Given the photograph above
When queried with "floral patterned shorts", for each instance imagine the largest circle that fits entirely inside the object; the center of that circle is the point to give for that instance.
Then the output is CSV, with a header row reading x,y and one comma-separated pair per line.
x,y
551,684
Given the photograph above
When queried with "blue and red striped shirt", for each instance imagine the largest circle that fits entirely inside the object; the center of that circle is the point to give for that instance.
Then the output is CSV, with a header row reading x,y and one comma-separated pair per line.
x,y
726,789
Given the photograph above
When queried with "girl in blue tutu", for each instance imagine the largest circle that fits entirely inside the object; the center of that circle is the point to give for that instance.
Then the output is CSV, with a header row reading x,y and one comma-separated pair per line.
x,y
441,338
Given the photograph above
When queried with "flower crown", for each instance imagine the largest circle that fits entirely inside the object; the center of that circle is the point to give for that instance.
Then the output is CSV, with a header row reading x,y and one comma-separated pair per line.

========================

> **Exercise instructions**:
Copy the listing in full, and keep every word exactly as it is.

> **Exercise result**:
Given the photograph above
When queried with "floral patterned shorts", for each instance imagine the largest circle that fits entirely inside the object; the center of that circle is the point to give for that instance.
Then the output is CSV, with a header row reading x,y and one comma-separated pair per line.
x,y
551,684
Given the photograph above
When queried with "blue and red striped shirt", for each instance imagine the largest circle that fits entirely inside the object; the center of that circle is the point to give for that instance.
Then the output is CSV, with a header row reading x,y and one comma-separated pair per line.
x,y
726,789
Given the photograph above
When queried with "girl in blue tutu", for each instance imagine the largest circle that fits entirely inside the object; the center of that circle is the point to give for that instance.
Then the output is CSV, with a header row reading x,y and one comma-separated pair per line.
x,y
441,338
Given the photograph above
When queried with "flower crown", for each instance imagine the largest circle that fits entirely inside the object; the center of that circle is the point to give for that instance.
Then the output is CSV, with a header row reading x,y and one comma-separated pair per line.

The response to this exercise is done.